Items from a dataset
begin

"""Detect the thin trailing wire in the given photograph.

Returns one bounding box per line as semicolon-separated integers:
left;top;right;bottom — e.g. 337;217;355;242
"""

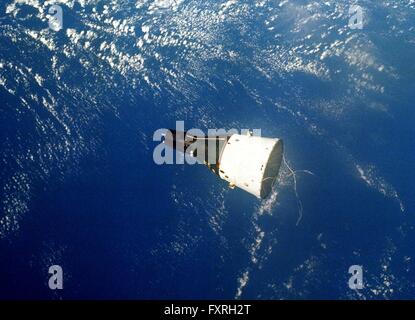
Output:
282;155;304;226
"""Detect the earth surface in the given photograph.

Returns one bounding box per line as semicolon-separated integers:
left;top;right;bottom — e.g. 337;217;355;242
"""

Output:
0;0;415;299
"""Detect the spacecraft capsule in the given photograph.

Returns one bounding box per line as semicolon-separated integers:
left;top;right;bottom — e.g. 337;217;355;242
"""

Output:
164;130;283;199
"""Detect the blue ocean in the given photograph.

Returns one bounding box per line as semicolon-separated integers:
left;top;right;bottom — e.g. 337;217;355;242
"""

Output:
0;0;415;300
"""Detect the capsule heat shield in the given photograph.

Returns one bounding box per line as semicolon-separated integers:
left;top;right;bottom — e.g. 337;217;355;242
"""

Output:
219;134;283;199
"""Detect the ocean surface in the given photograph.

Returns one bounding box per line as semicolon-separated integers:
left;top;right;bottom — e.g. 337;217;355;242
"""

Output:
0;0;415;299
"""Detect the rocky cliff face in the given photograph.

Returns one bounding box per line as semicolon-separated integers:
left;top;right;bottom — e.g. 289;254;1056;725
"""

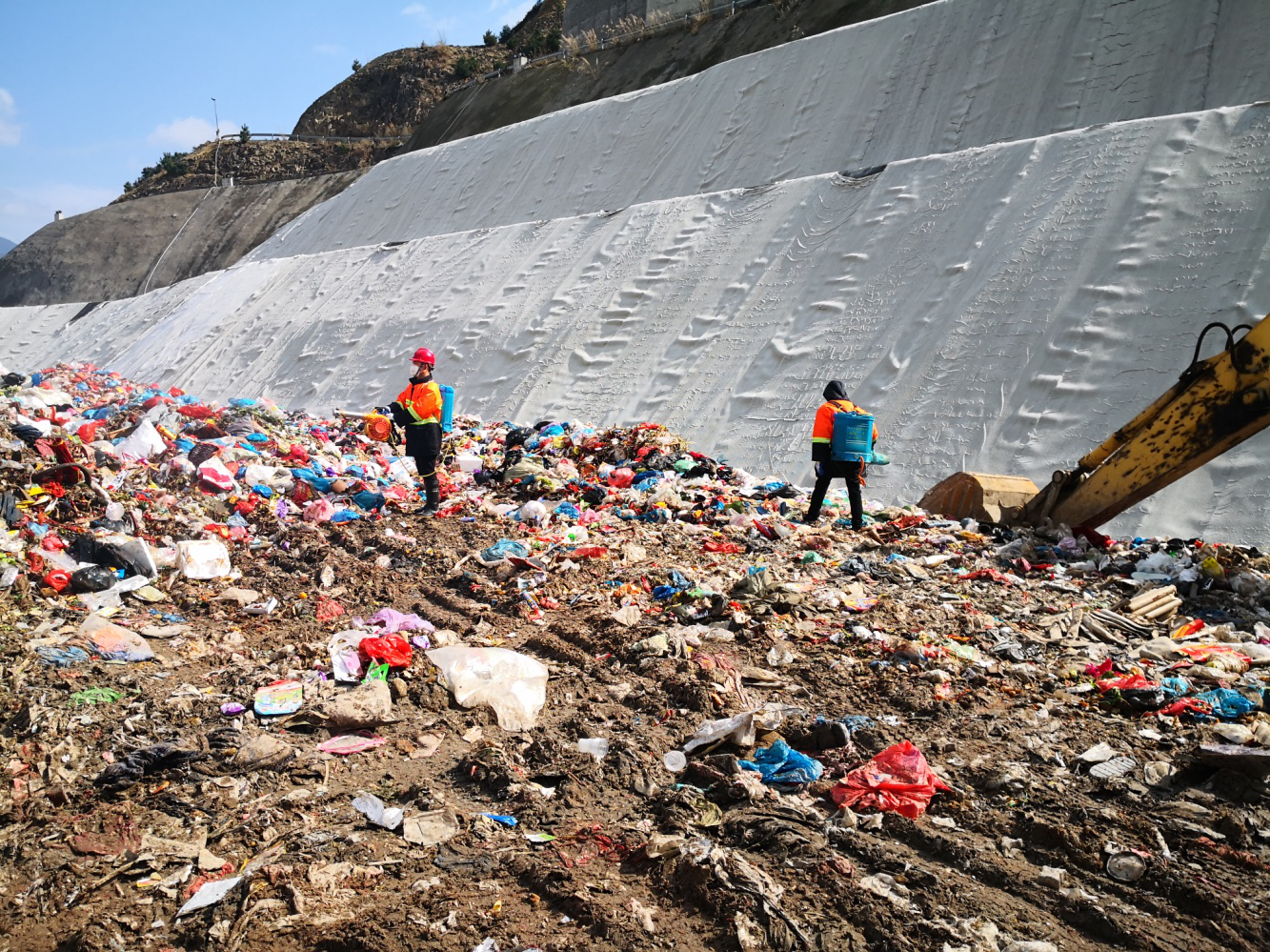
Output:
0;171;362;308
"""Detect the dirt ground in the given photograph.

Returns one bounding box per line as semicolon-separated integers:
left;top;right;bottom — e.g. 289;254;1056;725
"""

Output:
0;493;1270;952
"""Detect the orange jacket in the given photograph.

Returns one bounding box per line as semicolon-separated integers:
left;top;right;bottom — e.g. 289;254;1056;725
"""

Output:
812;400;877;443
812;399;877;462
396;380;441;426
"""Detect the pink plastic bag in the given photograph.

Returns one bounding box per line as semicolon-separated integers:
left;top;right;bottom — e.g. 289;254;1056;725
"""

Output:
829;741;951;820
304;499;335;522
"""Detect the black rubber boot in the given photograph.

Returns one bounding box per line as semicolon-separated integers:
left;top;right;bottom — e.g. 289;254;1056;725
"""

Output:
419;476;441;518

end

EXERCISE AIM | Please write out all of the data above again, substituting "image" for every "photograph" and changing nothing else. Leave the pictures out.

EXPECTED ANSWER |
"""Detect the thin trailing wire in the given image.

Returns one bounding box per line as semicolon-separated integers:
left;top;right;bottom — e.g. 337;217;355;242
"""

Output:
282;155;304;226
"""Detect the earth surface in the given image.

Returns one bounding box per line as semicolon-separated integers:
left;top;right;bottom — e.g. 337;217;355;242
"""

Output:
0;0;415;299
"""Detect the spacecraft capsule in the given image.

Returns one bounding box per line as semicolon-separated integers:
left;top;right;bottom — e.g. 337;217;355;242
"""

Output:
164;130;283;199
"""Detect the blue ocean in the given image.

Returns one bounding box per line as semicolon-separated integers:
left;top;right;bottom — e.g. 337;217;355;242
"""

Output:
0;0;415;300
"""Detect the capsule heat shield in the given image.

Returns one bounding box per line as semicolon-separated integers:
left;top;right;bottom — e.g. 337;217;355;242
"""

Output:
219;134;283;199
"""Detect the ocean surface in the given image.

Returns one bounding box per line as semicolon-separated integers:
left;top;right;bottom — e.g. 337;217;355;242
"""

Output:
0;0;415;299
"""Detect the rocky cliff face in the given image.

Returns one bounding box per line as semicolon-separated integers:
left;top;right;bottom — e.g. 289;254;1056;725
"""

Output:
0;171;362;308
"""Detect the dirt ground in the given image.

Returns one bounding box per line as semicolon-separated integers:
left;top;right;bottom — e.g. 289;254;1056;725
"""

Output:
0;493;1270;952
"""Detect the orange jacket in the given image.

Returns one bounding box per line as semicolon-separated integers:
left;top;right;bottom — e.g. 289;254;1056;725
"""

Output:
812;400;877;443
812;399;877;462
396;380;441;426
"""Detect the pink plastic bag in the given image.

Returns one bounding box per line as semicolon-separated integers:
left;top;right;bottom — e.g. 289;254;1056;725
"""

Output:
829;741;951;820
304;499;335;522
"""Detect the black rubber boot in the given image.

Returns one bounding box per line as semicolon-separated integers:
left;top;right;bottom — e.g. 289;254;1056;725
"""

Output:
419;476;441;518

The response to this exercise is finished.